Set of tasks —
• A. According to the commentary on the McDonald social care ruling, in what year did Ms McDonald have a debilitating stroke?
• B. In the commentary on the McDonald social care ruling, list every term set in single quotation marks in the two paragraphs beginning "Sometimes I have to take a step back" and "We get used to applying."
• C. Resume the commentary on the McDonald social care ruling after its final sentence.
*** Opening of Study text ***
Yesterday, the High Court ruled in the case of R (on the application of McDonald) v Royal Borough of Kensington and Chelsea. This was a further appeal by McDonald against a previous decision at a lower court.
Elaine McDonald is 68 year old woman who worked as a ballerina in her younger days. The press seems to be a little fixated on her former career, and she does have a more glamorous background than many who come to rely heavily on social care so perhaps it is no surprise. Ms McDonald suffered from a debilitating stroke in 1999 and had a further fall in 2006 which led to very poor mobility. Although not medically incontinent, she required assistance to use the commode during the night. She had been provided with overnight support to meet her assessed needs related to continence during the night however Kensington and Chelsea were suggesting that this need could be met by substituting this assistance with the provision of continence pads during the night which would, by their nature, demand that Ms McDonald remain in these pads until carers could come in the morning and at intervals to ‘change’ her.
I wasn’t surprised by the decision by the High Court because there are precedents that led the access of local authorities to resources to be a factor in relation to the provision of services.
In my own working experience, it is impossible to access any kind of home care support overnight except in some very specific cases where there is very high need support and even then, it is much much more likely to be provided to younger adults with physical disabilities. I can count on the fingers of one hand the amounts of times I’ve come across local authority funded overnight support in the last 10+ years of practice.
Sometimes I have to take a step back from what I regard as ‘normal’ practice to understand the outrage at this decision. I realise how I become attuned to ‘local authority’ think and ‘budgetary’ think and that’s quite an uncomfortable thought.
We get used to applying different definitions of ‘dignity’ and what is acceptable because we are aware of the thousands of Ms McDonalds that require support and the existence of a finite resource. So do you support the Ms McDonalds and assist them to provide a fuller and more dignified life at home or do you provide 8 Ms Smiths with respite care over the year. These are the realities of the decisions and it shouldn’t have to be so.
Perhaps that’s why I’m less surprised by the McDonald ruling and less surprised by it.
There are though horrendous inequities in our system of the provision of social care. Where Ms McDonald in Kensington and Chelsea may be receiving a vastly different service from a parallel Ms McDonald in Newham. I would venture a guess that there are thousands of potentially very similar cases to Ms McDonald bubbling under the surface ‘in the system’ but because they are not ex-Prima ballerinas and don’t have the will, way and means to bring cases and involve solicitors, we will never know about them.
If anything is, quite literally, the ‘dirty secret’ of social care and health care provision particularly for older adults, it is this.
We have different standards of what we class as being ‘dignified’ for ourselves as for others. What might class as dignity to an older adult has less value and invites less spending to an equivalent younger adult with exactly the same care needs. Those who shout loudest get the most – as far as care is concerned and as far as public interest is concerned. The shame and pity of the ‘personalisation’ agenda and the flawed implementation of personal budgets in social care have exacerbated this problem further rather than provided a channel to allow for a more equitable system of care delivery.
*** Close of Study text ***
*** Opening of Extracted information ***
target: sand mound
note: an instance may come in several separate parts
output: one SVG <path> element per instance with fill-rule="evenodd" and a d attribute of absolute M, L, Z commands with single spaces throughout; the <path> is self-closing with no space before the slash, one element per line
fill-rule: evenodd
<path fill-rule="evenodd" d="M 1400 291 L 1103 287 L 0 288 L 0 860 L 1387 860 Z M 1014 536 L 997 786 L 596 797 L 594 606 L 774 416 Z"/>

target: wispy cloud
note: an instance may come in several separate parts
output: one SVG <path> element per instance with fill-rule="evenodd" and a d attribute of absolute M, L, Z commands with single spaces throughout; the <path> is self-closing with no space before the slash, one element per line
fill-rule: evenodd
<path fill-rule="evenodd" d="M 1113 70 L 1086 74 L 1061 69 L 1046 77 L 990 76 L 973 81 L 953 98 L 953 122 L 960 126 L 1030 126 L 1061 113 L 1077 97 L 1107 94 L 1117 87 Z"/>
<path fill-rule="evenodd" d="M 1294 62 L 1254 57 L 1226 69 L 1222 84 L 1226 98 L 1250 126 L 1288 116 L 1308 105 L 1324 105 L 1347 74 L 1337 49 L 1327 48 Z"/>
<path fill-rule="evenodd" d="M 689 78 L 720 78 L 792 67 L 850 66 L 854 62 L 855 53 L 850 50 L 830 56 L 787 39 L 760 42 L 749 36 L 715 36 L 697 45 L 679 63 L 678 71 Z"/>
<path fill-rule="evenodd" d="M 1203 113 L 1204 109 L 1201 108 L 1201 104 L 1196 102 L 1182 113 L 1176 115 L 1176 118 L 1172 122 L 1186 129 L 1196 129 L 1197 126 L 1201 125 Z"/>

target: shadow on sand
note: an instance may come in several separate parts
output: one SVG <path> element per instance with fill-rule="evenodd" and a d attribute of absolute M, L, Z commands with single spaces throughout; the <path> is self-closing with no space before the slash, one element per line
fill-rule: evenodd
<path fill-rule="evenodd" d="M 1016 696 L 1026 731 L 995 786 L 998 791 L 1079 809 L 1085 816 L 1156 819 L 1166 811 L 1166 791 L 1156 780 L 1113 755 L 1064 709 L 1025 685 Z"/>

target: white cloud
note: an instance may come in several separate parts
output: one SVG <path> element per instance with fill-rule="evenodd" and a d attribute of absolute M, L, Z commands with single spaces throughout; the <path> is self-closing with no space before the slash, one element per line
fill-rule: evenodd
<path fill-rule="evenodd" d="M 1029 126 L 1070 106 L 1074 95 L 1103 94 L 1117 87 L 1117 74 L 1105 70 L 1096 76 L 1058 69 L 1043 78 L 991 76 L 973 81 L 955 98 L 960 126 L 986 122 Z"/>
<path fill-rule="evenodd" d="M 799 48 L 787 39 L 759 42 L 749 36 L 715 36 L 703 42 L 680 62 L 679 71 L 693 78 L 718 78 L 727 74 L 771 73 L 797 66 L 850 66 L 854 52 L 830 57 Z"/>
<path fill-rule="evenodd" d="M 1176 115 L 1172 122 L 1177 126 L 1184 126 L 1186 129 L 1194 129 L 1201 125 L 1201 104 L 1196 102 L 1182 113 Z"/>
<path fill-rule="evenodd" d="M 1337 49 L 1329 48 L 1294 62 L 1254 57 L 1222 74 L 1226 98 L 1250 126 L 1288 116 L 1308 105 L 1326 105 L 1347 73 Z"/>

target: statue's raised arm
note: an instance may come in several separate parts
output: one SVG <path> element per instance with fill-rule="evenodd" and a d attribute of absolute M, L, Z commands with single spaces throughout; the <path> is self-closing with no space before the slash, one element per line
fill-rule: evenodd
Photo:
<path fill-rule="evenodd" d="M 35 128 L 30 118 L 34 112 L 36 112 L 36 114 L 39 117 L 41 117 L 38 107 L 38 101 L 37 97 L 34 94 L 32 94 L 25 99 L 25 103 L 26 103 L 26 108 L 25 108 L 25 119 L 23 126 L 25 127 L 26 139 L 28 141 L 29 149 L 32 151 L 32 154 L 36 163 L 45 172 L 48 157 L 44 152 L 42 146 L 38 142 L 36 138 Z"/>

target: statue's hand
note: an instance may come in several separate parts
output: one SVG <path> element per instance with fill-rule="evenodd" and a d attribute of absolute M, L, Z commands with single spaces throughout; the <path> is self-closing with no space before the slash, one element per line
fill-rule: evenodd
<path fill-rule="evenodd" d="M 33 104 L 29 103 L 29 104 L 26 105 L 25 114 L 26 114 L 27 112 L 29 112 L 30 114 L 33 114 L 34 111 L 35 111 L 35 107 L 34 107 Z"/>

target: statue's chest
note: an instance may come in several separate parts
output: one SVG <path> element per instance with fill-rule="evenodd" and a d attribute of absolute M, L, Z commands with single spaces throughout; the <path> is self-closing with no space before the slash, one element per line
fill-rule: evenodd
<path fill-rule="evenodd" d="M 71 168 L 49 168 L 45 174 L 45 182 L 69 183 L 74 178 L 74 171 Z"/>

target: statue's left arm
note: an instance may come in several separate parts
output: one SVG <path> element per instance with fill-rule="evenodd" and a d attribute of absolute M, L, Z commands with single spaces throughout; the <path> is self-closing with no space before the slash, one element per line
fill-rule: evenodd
*** Close of Extracted information ***
Written answers —
• A. 1999

• B. 'normal', 'local authority', 'budgetary', 'dignity'

• C.
It sometimes feel cruel and harsh, because it is a cruel and harsh system that it perpetuated by discriminatory systems. Would the warehouse-style very large residential and nursing care homes with 100+ beds be acceptable for younger adults with similar care needs? I don’t think so. I don’t mean to imply that every large care home is bad and every small care home is good. That isn’t the case. It’s about a fundamental reassessment of what is acceptable in the provision of care for older people in our society.
I make no apology for my less erudite post and thoughts. The more I work and the more I reflect, the more interplay I see between the basic conceits of ethics and ethical judgement in the role that I play as a part of this system that condones this mealy mouthed interpretation of human rights merely on the basis of cost and resourcing issues.
It is accepted because our society is inherently ageist. We don’t want to think or pay for the care of older people. We care more about our collective inheritances and potential house prices than the more collective thoughts about where the boundaries of an acceptable level of care and dignity lie.
If anything, this has impressed on me the importance of constant reflection on my practice and my work. I can advocate to an extent, from within the system, for the dignity of those like Ms McDonald and I try to. Some I win and some I lose but as long as I make my voice heard through every step of the process I can help to feed the voices ‘from the front line’ back to the more senior managers.
I make judgements and I am the mouthpiece of the local authority. I am an employee but the second that I become complacent, the moment I stop reflecting on the effects the decisions I make have and the instant that I join that local authority ‘group think’, I lose my ethical compass and my professional judgement.
I talk a lot about important qualities of social workers and social care workers. Respect, empathy and to that I’d add advocacy. It might not always be seen in the internal battles that we fight, but we have to try to fight so as not to accept a ‘normal’ that is defined on the bank balance sheets of the local authority accountants.